Request
Your task is to repeat the lines below exactly, excluding any pictures they contain.

[Labeled-object pointing entries]

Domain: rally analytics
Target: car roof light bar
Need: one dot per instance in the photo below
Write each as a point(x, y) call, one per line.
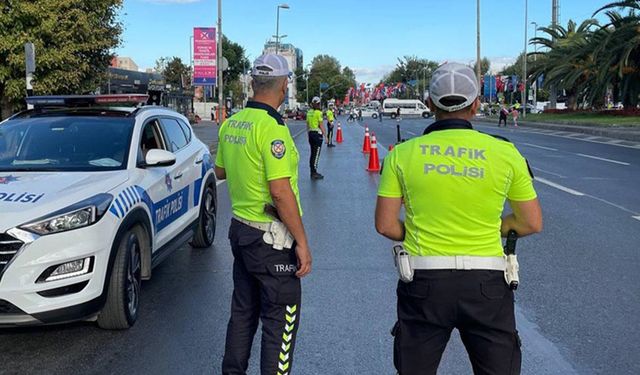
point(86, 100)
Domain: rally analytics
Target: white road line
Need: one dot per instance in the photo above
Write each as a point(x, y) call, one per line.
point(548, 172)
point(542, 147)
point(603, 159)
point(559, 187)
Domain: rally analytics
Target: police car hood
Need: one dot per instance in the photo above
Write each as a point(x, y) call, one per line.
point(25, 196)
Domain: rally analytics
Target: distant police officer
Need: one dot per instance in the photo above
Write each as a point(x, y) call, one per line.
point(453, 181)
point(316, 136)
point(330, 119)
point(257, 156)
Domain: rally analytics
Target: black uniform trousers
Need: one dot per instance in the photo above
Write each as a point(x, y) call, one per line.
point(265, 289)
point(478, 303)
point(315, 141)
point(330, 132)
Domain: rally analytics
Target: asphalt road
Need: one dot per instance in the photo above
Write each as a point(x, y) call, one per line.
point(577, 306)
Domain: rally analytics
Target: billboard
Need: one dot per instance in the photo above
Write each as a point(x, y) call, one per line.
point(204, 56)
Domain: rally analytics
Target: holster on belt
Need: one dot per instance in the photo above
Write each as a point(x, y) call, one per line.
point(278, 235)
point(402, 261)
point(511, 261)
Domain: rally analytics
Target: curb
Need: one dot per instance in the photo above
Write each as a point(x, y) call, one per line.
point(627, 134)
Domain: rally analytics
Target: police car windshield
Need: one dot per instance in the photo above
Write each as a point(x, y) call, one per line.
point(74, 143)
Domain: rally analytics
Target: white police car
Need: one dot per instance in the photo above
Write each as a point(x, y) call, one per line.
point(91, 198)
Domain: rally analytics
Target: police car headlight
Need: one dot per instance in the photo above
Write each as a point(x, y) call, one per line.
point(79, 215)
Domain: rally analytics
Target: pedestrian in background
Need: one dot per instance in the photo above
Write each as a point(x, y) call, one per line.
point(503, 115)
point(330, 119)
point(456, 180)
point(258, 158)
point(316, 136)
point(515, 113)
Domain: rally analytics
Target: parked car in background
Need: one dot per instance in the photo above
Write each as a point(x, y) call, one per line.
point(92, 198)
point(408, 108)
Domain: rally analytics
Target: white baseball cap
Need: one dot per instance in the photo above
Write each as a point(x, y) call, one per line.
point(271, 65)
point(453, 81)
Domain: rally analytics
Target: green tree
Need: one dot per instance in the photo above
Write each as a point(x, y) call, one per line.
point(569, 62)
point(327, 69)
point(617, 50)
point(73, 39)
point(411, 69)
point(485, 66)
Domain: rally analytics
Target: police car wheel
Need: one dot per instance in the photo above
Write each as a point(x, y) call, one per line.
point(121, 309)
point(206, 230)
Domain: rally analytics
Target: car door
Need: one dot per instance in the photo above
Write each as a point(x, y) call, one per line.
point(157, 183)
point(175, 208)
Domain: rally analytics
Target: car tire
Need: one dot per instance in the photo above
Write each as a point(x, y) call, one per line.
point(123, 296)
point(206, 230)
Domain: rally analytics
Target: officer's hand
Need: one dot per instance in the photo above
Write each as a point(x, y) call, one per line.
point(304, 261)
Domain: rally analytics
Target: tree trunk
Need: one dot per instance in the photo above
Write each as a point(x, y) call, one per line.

Output for this task
Domain: rally analytics
Target: car roof light bar
Need: one dot per instance in the photo below
Write each as a point(x, y) call, one per line.
point(86, 100)
Domain: rally analytics
Target: white road line
Need: one dot per instance in the photo above
Write each as a point(x, y) call, one per line.
point(548, 172)
point(542, 147)
point(603, 159)
point(559, 187)
Domain: rally analytics
Target: police car hood
Need: one dot per instance in the photo above
Write each as a point(x, y) call, one per line.
point(25, 196)
Domain: rally analytics
Target: distant police officer
Need: one dot per instance in the photo above
Write each as a point(x, y) call, one per line.
point(453, 181)
point(316, 136)
point(330, 119)
point(257, 156)
Domain: rally analytics
Target: black uniform trousers
Need: one dot per instance in the photo above
Write each as a point(x, y) call, one per line.
point(265, 289)
point(478, 303)
point(315, 141)
point(330, 132)
Domain: rally analytics
Target: asphalt road
Need: one dot per instance in the photo above
Write each as a point(x, y) call, one per line.
point(577, 306)
Domain: rally analytics
Target: billboard
Need: one dot per instance in the photo above
Write each as a point(x, y) call, one per line.
point(204, 56)
Domain: rally analytics
Target: holster on belt
Need: one dot per instance in the photo above
Write each as a point(x, y) call, one per line.
point(278, 235)
point(402, 261)
point(511, 261)
Domain: rally analytics
Target: curb
Need: one dot per instance in the photo above
Write each as a point(x, y) call, one per line.
point(627, 134)
Domain: rally analytics
Target: police car windshield
Need: one dot per instance in the photo above
Write each as a point(x, y) call, one per line.
point(74, 143)
Domain: rally analytics
Target: white police car
Need: one dot per instance in the photo above
Write each as a point(x, y) call, one per line.
point(91, 198)
Domain: rally analytics
Target: police car headlight
Need: one dot per instance in the photo above
Write each as a point(x, y) call, one per line.
point(79, 215)
Domain: rally analytics
Target: pedestrian in background
Need: one dot per instance in the photo above
Write each as a point(x, y) call, one per line.
point(503, 115)
point(330, 119)
point(456, 180)
point(258, 158)
point(316, 136)
point(515, 113)
Domain: rally analytics
Target: parked car in background
Need: one dot per instance in the photo above
Write each as a point(x, y) call, one per line.
point(92, 198)
point(408, 108)
Domain: rally analytics
Target: white baseball cap
Need: one dot per instance in the photo above
Write each as a point(x, y) call, one per line.
point(271, 65)
point(453, 81)
Domain: rally analytics
Target: green tree
Need: one dot per instance in the photo above
Write each as a point(x, y) call, one per line.
point(569, 62)
point(327, 69)
point(617, 50)
point(73, 39)
point(411, 69)
point(485, 66)
Domain: rally analytics
Target: police car wheel
Need: one dot per instance in the photo above
Write each as a point(x, y) call, one per line.
point(121, 309)
point(206, 230)
Domain: rally analytics
Target: car door
Need: one dot per instance in the photo above
Write each as a point(x, y) call, one per line.
point(157, 183)
point(175, 208)
Domain: rally analytics
Target: car tire
Need: one dot per instance in the photo above
Write each as a point(x, y) call, one per line.
point(123, 296)
point(206, 230)
Domain: rally analytics
Target: officer's hand
Need: one dot per instance in the photo above
Write each as a point(x, y) call, one per line.
point(304, 261)
Domain: rally analytics
Target: tree trunk
Need: one dot per instance in the photo above
Write each as a point(x, y) call, one per line.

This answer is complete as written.